§ Problem requirements: Extend the essay on accompaniment and discipleship given below, continuing from its final paragraph.

§ Quoted text:

====

The difference between accompaniment and discipleship
Katie van Schaijik | Jul 6, 2019
Karol Wojtyla, poet, philosopher, exegete, and great lover-of-words, is known to have preferred the term "accompaniment" to "discipleship" for describing the priest's relation to the laity. Why? What's better about it?
I say two key things at least:
1) It recognizes that in spiritual matters, a person is designed to be guided from within, by conscience and the Holy Spirit. Every person is unique; every situation is unique, and every journey is unique. In a key sense, no human being can guide another. Nor should he try. To try is to be impertinent. Often, it's to interfere and cause unnecessary problems.
(I love the line in the literature of Adult Children of Alcoholics: "We avoid giving advice to others and work on taking responsibility for ourselves." Catholics (self included) in my experience have a lot of work to do on this front. We've got seriously bad habits of clericalism and moralizing.)

====

§ Given data:
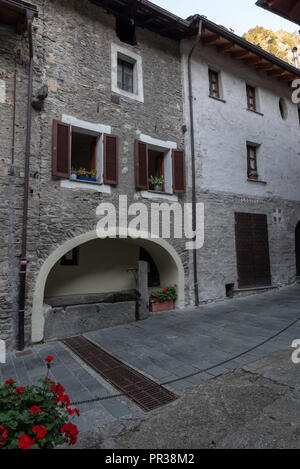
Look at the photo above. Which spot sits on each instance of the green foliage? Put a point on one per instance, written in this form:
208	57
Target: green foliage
279	43
34	417
169	293
156	181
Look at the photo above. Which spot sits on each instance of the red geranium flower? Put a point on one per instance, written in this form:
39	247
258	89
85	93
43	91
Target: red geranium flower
24	442
71	432
9	381
72	411
40	431
3	433
35	410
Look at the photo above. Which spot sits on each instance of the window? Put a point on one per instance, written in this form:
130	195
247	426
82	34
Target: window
125	75
152	159
71	258
251	98
252	162
214	86
84	151
156	169
283	108
84	155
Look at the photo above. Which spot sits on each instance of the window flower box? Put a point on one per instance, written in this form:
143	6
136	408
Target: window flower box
164	306
163	300
84	178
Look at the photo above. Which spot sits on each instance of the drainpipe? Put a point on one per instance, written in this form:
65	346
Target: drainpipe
23	260
195	268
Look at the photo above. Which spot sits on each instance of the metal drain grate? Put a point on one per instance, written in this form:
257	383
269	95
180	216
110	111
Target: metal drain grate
143	391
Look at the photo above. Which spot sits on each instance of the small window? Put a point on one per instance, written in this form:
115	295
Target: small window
214	87
156	170
71	258
83	151
283	108
251	98
125	75
84	155
252	162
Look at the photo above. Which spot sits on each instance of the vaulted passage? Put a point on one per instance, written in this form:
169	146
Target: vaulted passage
298	249
90	283
252	248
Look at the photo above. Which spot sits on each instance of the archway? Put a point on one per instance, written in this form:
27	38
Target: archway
297	240
166	258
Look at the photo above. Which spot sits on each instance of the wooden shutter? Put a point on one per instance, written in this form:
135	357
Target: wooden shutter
141	165
111	159
178	160
252	248
61	150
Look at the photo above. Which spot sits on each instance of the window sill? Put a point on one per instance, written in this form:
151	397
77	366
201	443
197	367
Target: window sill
159	195
217	99
84	185
255	112
256	180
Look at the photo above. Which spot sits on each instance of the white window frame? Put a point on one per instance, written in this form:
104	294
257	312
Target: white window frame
97	130
166	147
133	58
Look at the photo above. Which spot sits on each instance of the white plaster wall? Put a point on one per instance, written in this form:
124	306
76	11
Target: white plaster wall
222	129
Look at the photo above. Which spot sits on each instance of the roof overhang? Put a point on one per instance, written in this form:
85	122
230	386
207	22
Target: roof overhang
148	15
16	13
239	49
288	9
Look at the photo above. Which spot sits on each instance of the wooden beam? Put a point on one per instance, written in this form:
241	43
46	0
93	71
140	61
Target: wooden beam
276	73
240	55
253	61
210	40
226	47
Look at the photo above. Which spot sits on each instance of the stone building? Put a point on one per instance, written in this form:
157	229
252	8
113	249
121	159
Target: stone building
107	98
247	164
100	89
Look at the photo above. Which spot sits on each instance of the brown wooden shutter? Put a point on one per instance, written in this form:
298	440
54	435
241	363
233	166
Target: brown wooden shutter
252	248
61	150
111	159
141	165
178	160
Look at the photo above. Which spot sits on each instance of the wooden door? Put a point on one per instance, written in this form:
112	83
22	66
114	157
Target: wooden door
298	249
252	248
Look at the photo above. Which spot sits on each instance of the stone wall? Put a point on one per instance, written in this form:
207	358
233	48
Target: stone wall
72	44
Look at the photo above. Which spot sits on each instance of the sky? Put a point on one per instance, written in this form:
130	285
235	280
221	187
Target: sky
240	15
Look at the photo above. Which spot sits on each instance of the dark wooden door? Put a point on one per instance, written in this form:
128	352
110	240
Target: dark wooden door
298	249
252	248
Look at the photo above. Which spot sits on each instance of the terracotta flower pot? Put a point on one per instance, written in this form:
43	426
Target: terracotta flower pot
156	307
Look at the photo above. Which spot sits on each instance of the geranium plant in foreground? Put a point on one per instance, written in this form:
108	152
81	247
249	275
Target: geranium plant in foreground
169	293
36	417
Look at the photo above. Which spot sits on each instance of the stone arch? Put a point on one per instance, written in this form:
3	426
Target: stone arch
153	245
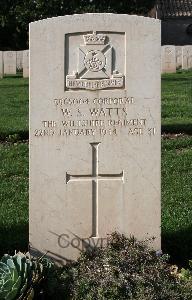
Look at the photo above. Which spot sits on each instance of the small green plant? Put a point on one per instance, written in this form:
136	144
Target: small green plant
20	276
125	269
186	274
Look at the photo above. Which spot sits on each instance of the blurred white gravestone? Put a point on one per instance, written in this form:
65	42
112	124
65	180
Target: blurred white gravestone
9	59
168	59
26	63
19	55
178	57
187	57
94	131
1	64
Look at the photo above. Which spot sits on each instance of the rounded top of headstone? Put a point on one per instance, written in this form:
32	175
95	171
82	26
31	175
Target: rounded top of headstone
87	16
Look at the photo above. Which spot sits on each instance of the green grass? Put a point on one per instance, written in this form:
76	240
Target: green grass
176	165
177	198
13	197
177	102
14	107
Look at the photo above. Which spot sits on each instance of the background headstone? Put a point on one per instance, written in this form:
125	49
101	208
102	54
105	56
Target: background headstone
168	59
9	59
94	131
1	64
178	57
19	55
187	57
26	63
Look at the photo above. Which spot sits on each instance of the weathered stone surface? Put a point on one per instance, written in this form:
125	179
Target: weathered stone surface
9	60
1	64
187	57
94	131
26	63
19	55
168	59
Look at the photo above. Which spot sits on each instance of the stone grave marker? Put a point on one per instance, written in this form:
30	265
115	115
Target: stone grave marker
187	57
19	55
168	59
26	63
1	64
94	131
9	59
178	57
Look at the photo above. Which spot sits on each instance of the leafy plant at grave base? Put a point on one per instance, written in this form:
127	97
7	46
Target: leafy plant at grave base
186	274
21	276
124	269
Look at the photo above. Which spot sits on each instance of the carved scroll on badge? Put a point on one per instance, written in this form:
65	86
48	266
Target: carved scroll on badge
95	65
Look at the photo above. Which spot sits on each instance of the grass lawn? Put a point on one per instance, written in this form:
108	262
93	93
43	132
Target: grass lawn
176	165
14	107
177	102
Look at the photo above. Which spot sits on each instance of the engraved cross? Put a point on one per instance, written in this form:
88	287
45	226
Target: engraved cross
95	177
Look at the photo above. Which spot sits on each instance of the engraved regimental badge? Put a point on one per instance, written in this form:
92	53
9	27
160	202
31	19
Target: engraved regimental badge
95	67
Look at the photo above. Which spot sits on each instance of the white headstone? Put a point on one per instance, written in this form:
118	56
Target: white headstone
178	57
187	57
168	59
94	131
19	55
1	64
9	59
26	63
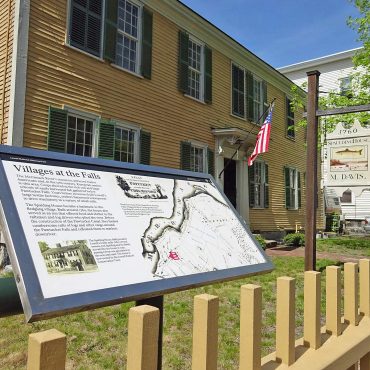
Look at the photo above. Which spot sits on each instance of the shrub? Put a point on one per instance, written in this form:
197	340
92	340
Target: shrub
260	240
296	239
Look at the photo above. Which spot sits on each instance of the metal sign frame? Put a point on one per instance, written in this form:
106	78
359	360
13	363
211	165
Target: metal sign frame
35	306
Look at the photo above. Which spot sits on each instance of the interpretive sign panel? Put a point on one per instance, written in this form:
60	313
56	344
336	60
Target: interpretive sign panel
86	232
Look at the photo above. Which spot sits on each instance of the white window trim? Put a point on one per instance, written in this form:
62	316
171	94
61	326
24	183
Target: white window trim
295	174
263	182
201	82
137	130
92	117
139	40
68	29
199	145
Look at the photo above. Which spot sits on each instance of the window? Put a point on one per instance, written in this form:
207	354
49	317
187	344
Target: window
249	95
125	146
196	157
346	197
258	106
88	135
238	93
85	29
80	133
258	185
126	27
345	85
290	119
128	35
195	68
292	188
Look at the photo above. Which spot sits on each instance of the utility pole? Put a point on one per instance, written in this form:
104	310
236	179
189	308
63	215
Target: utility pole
311	171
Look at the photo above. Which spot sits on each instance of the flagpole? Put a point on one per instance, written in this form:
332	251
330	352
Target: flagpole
248	133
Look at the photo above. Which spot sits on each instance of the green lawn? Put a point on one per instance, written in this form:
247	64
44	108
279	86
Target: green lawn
98	339
347	245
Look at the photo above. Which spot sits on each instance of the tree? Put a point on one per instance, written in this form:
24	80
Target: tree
358	90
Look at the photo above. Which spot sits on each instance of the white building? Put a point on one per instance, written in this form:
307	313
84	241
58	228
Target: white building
345	157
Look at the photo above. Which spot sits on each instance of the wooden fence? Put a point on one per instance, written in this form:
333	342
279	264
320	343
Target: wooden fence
342	344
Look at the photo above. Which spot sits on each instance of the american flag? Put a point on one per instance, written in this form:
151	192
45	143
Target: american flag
263	138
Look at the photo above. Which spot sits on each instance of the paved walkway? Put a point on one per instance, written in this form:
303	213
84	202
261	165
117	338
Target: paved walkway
282	251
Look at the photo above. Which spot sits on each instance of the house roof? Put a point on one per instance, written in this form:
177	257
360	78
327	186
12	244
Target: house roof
347	54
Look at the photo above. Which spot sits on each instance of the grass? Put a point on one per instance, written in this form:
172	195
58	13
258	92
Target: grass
346	245
98	339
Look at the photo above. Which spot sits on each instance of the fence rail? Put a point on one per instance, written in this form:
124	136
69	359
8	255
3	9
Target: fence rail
341	344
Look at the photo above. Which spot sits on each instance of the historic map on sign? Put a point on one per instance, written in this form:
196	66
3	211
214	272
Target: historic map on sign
200	224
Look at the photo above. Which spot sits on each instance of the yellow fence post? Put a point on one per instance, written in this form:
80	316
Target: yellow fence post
143	331
250	327
365	287
47	350
312	301
205	332
365	362
333	301
285	320
351	293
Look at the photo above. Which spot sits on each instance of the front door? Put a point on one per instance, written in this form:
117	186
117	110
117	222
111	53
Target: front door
230	180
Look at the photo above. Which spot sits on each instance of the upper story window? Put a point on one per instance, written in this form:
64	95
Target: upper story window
292	188
80	133
195	68
86	134
249	95
196	157
258	185
121	34
345	85
86	25
289	119
128	35
196	79
125	144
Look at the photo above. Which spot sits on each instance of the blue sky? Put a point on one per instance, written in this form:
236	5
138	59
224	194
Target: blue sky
283	32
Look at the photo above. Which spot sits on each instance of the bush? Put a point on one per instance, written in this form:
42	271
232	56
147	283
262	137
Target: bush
296	239
260	240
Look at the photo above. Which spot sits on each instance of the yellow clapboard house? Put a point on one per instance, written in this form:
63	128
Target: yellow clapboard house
150	82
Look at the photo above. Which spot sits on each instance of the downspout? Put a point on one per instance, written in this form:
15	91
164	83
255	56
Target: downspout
5	70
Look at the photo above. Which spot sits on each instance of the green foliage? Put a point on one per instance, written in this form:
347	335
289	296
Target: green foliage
260	240
296	239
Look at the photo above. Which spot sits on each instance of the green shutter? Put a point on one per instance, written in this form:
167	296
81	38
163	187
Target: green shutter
110	33
211	162
250	92
145	147
106	139
299	190
287	187
251	186
185	155
183	61
264	89
146	63
266	187
57	132
207	75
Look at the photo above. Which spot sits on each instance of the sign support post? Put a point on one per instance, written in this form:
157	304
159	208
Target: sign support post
158	303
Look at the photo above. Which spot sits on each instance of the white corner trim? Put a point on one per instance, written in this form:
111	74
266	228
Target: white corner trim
19	73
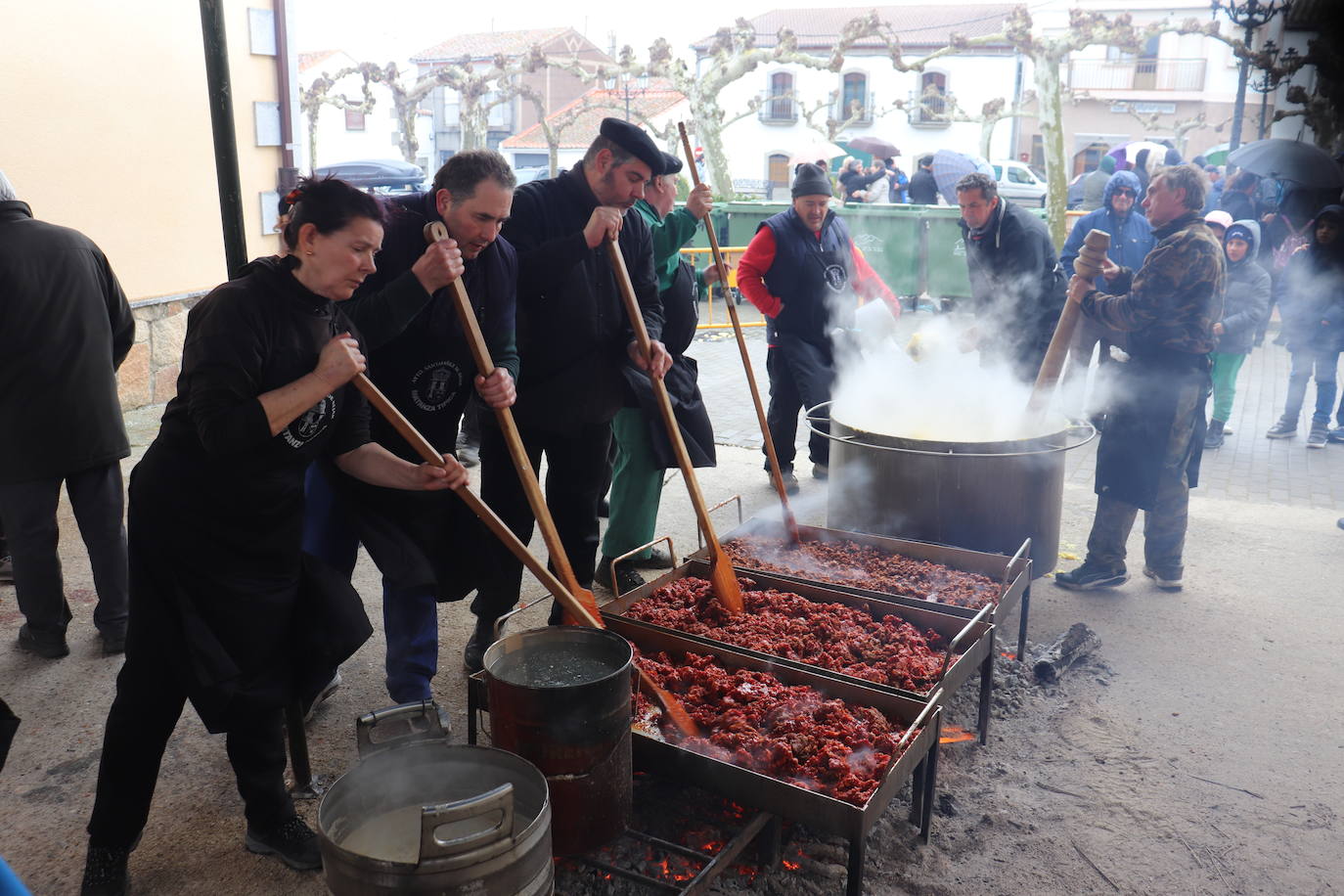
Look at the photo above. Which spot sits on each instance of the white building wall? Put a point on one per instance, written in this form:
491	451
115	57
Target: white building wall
380	137
973	81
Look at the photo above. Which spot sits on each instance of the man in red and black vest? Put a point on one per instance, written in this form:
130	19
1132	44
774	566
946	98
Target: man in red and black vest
802	272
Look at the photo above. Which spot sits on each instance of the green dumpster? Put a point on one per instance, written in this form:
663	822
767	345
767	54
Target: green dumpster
944	251
888	238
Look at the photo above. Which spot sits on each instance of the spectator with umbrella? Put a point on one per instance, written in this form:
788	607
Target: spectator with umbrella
800	267
1245	302
1131	241
1312	297
1016	283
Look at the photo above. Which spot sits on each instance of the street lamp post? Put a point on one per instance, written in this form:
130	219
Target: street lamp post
1272	78
1247	15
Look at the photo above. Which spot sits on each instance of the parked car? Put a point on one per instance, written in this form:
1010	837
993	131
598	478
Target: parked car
1075	190
374	172
1019	183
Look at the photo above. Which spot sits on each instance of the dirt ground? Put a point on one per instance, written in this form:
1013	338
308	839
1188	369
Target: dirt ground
1200	751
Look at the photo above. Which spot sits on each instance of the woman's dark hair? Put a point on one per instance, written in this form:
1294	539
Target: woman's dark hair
328	204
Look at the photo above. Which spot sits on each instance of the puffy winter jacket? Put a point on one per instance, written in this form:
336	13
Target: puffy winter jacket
1246	297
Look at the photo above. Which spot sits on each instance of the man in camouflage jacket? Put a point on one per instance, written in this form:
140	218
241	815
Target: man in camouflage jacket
1152	441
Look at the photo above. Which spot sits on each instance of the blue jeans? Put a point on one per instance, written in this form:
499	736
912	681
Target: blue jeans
1324	363
410	615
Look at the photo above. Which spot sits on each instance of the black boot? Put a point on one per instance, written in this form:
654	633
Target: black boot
105	872
473	655
1214	438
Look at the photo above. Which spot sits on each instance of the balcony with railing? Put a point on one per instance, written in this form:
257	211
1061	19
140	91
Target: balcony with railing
1138	74
777	109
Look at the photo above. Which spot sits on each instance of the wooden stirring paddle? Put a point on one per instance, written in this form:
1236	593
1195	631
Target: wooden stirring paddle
680	719
435	231
722	574
790	522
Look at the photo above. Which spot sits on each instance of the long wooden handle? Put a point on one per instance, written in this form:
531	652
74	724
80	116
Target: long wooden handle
676	712
725	580
1053	362
790	522
485	364
413	437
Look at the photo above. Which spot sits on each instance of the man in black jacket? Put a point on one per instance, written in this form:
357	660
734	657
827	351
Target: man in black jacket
1016	283
67	327
923	188
426	546
573	337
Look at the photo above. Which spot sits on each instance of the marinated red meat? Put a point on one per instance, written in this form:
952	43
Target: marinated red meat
861	565
790	733
832	636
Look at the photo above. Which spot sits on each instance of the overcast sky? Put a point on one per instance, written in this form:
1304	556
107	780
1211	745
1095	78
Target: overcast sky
392	29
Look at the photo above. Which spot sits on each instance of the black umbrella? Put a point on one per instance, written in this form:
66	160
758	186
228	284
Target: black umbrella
374	172
875	147
1287	160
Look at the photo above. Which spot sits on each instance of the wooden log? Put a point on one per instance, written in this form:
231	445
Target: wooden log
1067	649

====

§ The answer:
It's different on the objective level. If I know your destination and have traveled it many times, I can say, "Turn right at the stop sign and then continue till you come to a gas station, where you'll make a left..." If a man wants to learn carpentry, he will want to be guided by someone skilled in the trade. If an inquirer wants to know what the Catholic Church teaches on this or that issue, it makes sense to ask an expert or study the Catechism. But the question "What should I do in this situation?" or "What does this teaching mean for me?"—in other words, questions pertaining to my subjectivity—can only be answered by me.
Good spiritual directors take great care to refrain from telling their directees what to do. Rather, they help them learn to discern for themselves. Fr. Wojtyla was known among those he served as priest for for ending spiritual counseling sessions with "You must decide." He made a passionate point of directing spiritual attention inward and of stressing each person's freedom and responsibility for himself.
Notice, too, that the relation between a spiritual director and a person he's working with is particular and freely chosen. If even a spiritual director—someone I have given special access, as it were, to my soul and its happenings and doings—would be out of bounds to tell me what to do in the spiritual realm, how much more would a priest, who has no personal knowledge of me, and whom I haven't invited to help me in that way?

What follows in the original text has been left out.